**GIVEN EXERCISE:** Extend the news report on the U.S. Sugar land purchase, starting after its last sentence.

New tweaks in the $536 million offer to buy 73,000 acres from the U.S. Sugar Corp. would give water managers more time and flexibility to cut follow-up land deals — most likely with rival grower Florida Crystals — to improve Everglades restoration projects.

"This puts us in a much better bargaining position in any future negotiations," said Carol Ann Wehle, executive director of the South Florida Water Management District.

The district's governing board, which met Monday to discuss the deal and must approve it, is expected to vote Wednesday or Thursday.

While approval isn't a lock, criticism has eased since the governor – bowing to a declining economy and rising political pressure – announced in April that he had scaled back his original $1.34 billion bid to acquire 181,000 acres of U.S. Sugar's farmland. The new deal reduced the land, and cost, by more than half.

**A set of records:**
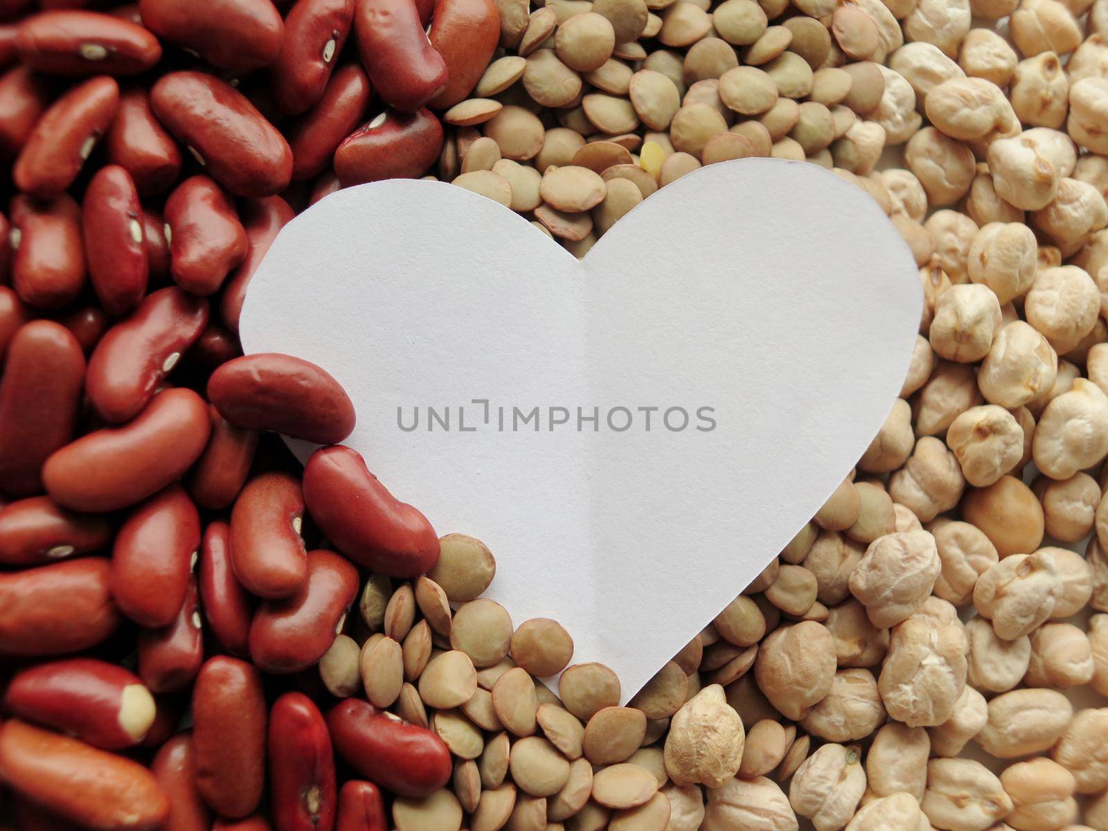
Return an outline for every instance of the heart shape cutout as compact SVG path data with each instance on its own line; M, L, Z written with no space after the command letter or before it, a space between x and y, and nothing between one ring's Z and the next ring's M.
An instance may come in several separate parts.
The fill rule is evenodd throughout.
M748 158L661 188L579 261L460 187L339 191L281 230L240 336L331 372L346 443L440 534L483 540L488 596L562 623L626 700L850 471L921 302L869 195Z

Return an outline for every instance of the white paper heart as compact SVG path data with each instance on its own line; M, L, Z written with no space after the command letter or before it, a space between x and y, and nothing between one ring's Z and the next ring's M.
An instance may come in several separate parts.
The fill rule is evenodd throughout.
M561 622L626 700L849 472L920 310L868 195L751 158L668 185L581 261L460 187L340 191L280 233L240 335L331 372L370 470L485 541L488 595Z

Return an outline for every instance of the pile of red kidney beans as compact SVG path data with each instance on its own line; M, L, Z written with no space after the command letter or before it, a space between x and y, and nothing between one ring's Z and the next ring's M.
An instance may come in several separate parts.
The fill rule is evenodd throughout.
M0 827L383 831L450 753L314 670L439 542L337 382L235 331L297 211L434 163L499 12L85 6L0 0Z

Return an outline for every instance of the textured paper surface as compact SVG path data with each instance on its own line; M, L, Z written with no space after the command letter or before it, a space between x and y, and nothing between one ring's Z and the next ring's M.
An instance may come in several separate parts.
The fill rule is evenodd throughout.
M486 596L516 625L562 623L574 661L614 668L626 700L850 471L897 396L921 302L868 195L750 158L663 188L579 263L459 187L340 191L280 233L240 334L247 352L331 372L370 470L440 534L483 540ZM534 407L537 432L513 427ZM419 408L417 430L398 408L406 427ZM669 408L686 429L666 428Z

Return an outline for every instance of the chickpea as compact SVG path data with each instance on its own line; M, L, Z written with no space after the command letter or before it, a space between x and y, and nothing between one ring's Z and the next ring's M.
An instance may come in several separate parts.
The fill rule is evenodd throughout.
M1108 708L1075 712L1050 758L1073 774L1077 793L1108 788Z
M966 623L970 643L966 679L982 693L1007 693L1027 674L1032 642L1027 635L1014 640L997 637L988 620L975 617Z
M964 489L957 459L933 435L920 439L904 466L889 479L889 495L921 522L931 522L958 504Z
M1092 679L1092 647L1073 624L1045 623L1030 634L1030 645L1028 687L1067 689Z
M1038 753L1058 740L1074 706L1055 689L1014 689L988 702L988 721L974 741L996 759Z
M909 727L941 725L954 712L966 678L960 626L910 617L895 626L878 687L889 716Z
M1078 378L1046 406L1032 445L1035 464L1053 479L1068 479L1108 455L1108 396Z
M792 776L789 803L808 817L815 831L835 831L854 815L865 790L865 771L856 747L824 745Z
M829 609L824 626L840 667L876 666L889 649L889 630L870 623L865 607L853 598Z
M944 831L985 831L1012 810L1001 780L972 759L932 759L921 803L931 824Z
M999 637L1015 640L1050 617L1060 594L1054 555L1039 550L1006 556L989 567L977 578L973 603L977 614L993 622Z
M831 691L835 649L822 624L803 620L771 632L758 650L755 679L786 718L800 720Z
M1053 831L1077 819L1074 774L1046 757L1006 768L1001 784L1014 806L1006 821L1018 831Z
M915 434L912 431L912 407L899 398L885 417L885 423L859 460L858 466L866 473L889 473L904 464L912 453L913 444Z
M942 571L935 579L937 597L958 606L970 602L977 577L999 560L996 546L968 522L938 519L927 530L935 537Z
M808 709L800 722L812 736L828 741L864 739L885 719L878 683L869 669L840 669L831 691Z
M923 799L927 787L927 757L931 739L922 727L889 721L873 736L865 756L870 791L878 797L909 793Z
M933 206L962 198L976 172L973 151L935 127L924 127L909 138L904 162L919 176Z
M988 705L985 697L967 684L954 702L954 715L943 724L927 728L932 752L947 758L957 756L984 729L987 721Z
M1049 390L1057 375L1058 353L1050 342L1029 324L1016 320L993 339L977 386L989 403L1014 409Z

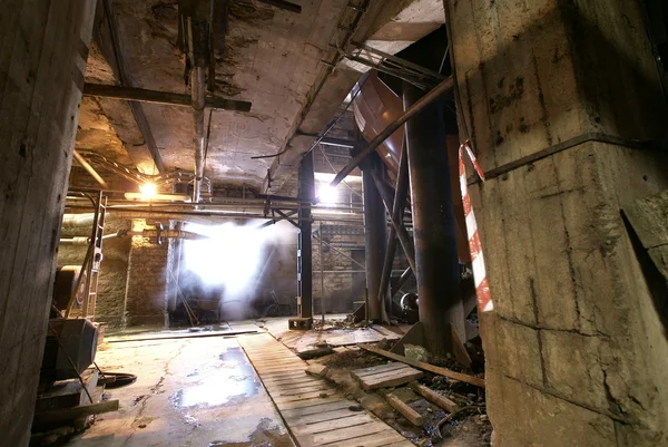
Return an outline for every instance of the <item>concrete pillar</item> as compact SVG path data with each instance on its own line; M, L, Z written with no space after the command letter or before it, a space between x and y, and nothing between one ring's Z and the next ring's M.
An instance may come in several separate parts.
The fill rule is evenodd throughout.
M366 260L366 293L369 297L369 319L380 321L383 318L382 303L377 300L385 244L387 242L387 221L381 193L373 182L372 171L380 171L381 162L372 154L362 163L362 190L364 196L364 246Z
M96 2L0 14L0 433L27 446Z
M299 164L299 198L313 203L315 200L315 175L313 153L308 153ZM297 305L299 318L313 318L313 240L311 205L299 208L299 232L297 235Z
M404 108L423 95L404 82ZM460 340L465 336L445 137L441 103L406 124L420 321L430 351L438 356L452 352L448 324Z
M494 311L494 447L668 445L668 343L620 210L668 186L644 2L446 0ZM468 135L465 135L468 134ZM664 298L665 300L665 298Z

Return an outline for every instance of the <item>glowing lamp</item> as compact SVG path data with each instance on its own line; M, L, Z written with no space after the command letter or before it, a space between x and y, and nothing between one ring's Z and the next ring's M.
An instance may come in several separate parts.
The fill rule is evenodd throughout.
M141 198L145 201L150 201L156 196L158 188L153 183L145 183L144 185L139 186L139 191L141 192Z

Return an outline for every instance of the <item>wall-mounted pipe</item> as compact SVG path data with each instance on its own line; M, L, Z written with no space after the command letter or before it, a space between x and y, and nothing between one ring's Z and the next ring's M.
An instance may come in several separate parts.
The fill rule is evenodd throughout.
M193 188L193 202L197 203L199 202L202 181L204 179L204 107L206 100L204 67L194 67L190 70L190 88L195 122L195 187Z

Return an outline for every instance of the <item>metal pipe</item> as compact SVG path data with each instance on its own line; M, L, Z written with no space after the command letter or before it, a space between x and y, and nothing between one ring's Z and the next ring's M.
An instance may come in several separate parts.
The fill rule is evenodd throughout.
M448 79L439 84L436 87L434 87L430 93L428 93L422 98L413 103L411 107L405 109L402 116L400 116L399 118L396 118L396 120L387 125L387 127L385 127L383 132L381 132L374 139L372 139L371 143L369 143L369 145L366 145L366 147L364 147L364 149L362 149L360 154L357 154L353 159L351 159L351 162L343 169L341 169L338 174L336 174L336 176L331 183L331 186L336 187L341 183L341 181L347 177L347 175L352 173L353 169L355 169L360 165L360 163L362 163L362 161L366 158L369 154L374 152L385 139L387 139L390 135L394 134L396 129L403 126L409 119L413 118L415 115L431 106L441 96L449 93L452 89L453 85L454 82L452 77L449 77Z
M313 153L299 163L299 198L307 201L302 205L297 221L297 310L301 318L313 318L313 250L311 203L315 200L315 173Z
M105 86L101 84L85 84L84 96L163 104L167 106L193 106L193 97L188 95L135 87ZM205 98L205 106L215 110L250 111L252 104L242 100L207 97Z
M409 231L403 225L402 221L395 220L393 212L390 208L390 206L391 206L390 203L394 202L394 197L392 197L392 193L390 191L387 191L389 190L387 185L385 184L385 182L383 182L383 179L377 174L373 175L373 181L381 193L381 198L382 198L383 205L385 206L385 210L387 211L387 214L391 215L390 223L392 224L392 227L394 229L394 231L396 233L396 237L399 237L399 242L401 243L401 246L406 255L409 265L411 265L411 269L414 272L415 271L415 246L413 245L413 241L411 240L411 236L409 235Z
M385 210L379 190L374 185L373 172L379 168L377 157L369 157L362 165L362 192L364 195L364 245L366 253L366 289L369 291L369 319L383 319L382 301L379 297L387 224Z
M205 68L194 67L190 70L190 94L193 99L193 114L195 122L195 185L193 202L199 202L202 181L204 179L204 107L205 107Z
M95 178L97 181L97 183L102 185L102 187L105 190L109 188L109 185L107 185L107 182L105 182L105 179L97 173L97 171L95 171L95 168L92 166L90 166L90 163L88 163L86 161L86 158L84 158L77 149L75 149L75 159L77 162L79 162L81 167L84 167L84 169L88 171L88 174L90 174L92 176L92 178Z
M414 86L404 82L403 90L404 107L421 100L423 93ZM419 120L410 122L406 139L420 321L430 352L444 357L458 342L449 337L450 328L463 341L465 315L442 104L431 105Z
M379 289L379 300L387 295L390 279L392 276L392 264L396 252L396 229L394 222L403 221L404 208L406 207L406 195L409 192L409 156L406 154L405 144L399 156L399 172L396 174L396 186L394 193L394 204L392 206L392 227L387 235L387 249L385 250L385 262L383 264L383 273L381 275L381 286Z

==

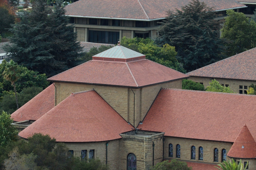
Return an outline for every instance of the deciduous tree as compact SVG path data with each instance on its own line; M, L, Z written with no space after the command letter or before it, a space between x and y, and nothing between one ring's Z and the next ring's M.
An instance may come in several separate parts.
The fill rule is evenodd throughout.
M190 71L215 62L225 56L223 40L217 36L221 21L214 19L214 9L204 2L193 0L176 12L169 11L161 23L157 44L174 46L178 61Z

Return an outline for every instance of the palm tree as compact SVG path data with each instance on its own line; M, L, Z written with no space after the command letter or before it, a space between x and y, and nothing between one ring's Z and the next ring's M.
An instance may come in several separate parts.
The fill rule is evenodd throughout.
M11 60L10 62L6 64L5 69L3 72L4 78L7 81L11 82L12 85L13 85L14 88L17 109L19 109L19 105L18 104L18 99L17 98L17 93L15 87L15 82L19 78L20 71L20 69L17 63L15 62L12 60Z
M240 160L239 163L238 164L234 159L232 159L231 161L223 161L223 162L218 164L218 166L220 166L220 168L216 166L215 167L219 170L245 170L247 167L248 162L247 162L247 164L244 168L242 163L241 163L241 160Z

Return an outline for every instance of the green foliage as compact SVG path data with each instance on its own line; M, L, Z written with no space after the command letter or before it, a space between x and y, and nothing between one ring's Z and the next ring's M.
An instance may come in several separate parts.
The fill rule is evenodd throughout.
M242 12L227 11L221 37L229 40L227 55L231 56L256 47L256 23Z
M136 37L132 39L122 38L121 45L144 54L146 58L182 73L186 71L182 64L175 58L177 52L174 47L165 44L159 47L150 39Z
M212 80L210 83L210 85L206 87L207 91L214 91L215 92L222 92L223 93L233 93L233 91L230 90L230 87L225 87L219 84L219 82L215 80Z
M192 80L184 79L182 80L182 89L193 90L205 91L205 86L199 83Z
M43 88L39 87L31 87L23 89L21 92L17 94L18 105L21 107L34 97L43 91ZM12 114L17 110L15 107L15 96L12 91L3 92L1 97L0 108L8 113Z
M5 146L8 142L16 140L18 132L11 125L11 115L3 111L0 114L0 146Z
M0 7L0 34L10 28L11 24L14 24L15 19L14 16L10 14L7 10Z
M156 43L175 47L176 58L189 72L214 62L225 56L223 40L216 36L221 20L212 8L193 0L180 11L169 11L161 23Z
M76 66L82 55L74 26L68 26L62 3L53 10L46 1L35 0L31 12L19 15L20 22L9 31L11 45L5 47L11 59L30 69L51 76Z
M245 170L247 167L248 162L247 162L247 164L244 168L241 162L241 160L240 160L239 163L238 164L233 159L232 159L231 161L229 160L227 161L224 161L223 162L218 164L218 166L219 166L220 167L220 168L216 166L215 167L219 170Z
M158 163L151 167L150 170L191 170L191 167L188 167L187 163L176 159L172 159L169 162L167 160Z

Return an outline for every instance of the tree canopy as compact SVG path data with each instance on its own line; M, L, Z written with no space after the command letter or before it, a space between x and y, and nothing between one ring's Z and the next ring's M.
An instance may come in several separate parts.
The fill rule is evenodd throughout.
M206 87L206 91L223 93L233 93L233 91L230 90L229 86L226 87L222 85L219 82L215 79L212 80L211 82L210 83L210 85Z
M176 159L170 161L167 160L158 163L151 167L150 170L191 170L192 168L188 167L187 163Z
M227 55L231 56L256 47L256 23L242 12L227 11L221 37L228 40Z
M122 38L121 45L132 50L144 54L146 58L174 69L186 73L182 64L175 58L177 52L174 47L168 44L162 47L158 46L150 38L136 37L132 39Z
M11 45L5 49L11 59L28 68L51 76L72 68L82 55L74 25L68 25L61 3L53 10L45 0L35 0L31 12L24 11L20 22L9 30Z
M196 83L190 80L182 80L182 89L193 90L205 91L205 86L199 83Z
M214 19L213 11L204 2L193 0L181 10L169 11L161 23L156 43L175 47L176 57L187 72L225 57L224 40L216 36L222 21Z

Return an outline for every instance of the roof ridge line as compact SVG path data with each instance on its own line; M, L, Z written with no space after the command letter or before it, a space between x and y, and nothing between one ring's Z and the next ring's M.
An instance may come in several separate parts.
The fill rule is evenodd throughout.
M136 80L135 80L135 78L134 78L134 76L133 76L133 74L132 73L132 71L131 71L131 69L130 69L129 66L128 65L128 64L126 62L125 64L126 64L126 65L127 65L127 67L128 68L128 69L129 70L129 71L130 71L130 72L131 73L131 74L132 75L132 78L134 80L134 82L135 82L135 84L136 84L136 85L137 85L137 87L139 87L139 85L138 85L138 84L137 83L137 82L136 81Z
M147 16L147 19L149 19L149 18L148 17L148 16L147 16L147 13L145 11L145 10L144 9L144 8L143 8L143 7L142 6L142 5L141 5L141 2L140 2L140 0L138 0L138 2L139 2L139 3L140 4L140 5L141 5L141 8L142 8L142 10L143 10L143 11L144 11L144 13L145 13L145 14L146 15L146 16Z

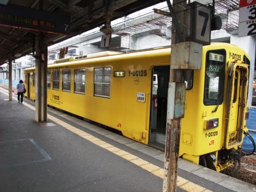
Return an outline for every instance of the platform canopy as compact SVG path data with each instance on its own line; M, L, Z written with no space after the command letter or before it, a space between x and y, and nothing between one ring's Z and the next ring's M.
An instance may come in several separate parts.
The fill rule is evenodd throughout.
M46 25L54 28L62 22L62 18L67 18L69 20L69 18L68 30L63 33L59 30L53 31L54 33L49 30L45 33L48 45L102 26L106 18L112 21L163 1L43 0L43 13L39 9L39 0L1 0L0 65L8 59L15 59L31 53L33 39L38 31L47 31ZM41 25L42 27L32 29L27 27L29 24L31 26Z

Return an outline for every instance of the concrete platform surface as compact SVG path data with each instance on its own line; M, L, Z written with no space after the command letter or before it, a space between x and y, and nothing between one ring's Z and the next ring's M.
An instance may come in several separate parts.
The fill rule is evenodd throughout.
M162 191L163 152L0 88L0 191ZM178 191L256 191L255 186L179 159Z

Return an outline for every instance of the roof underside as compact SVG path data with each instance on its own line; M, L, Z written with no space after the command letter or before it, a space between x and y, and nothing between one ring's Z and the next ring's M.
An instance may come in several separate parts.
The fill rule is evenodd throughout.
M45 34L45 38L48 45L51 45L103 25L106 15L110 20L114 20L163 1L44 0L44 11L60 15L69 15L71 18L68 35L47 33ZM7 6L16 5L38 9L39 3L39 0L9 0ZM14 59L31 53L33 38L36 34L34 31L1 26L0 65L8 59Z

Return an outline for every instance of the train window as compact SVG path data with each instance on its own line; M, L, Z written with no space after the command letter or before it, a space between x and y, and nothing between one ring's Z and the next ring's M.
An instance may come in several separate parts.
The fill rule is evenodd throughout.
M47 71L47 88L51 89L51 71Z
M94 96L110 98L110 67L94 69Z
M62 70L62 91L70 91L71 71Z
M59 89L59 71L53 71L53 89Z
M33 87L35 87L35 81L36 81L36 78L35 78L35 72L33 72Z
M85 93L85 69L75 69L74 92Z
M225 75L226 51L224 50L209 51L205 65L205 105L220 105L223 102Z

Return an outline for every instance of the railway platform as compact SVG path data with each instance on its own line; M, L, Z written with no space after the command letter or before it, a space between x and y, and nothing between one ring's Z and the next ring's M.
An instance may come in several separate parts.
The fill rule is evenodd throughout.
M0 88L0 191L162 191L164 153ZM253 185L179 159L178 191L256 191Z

**RESULT OF THIS EXERCISE:**
"We're really close to doing the right thing for the right reasons, but I am concerned about the timing of it," said Charles Dauray, a board member from Southwest Florida who had voted against the earlier deal.

Beyond the bottom line, other key changes were hammered out during contract negotiations since Crist modified the original deal – most notably, a new "exclusive" three-year option to buy some or all of U.S. Sugar's remaining 107,000 acres at $7,400 an acre.

Water managers acknowledged they wouldn't be able to afford much, if any, of that land. That was underlined when they spent half of Monday's daylong meeting outlining plans to cut costs, cap staff raises, prioritize projects and shift funds to cover gaps.